The answer must consist of the records below, repeated exactly.
++++ Entries supplied
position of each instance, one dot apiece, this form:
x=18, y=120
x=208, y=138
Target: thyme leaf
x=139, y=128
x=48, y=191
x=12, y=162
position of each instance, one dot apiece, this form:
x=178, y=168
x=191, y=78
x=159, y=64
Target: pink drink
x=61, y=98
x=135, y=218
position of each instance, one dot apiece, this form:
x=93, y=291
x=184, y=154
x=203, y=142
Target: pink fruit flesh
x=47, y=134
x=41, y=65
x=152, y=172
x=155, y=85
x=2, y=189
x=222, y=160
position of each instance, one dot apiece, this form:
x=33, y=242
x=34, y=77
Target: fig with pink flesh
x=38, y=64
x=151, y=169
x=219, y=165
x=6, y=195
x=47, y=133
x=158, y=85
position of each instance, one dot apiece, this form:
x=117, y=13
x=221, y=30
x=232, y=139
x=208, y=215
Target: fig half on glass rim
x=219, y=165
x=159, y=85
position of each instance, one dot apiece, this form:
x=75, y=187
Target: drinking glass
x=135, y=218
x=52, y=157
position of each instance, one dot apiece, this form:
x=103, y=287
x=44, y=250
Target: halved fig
++++++++
**Answer box**.
position of each instance, one dot apiece, this form:
x=18, y=120
x=208, y=138
Target: thyme leaf
x=139, y=128
x=48, y=191
x=12, y=162
position of each instance, one dot apiece, this form:
x=178, y=168
x=191, y=78
x=159, y=64
Target: pink drink
x=61, y=98
x=135, y=218
position of each instance, one dot apiece, this form:
x=93, y=291
x=184, y=154
x=203, y=142
Target: pink fruit flesh
x=47, y=134
x=41, y=65
x=152, y=172
x=155, y=85
x=2, y=189
x=222, y=160
position of each instance, one dot apiece, this form:
x=33, y=242
x=34, y=77
Target: fig with pink flesh
x=38, y=64
x=151, y=169
x=219, y=165
x=6, y=195
x=47, y=133
x=158, y=85
position of each instance, one dot apiece, this form:
x=117, y=13
x=221, y=30
x=232, y=139
x=208, y=215
Target: fig half on glass rim
x=219, y=165
x=159, y=85
position of each instance, one dot apiece, this form:
x=75, y=187
Target: drinking glass
x=135, y=218
x=52, y=157
position of each instance, one dot apiece, this form:
x=103, y=287
x=44, y=250
Target: halved fig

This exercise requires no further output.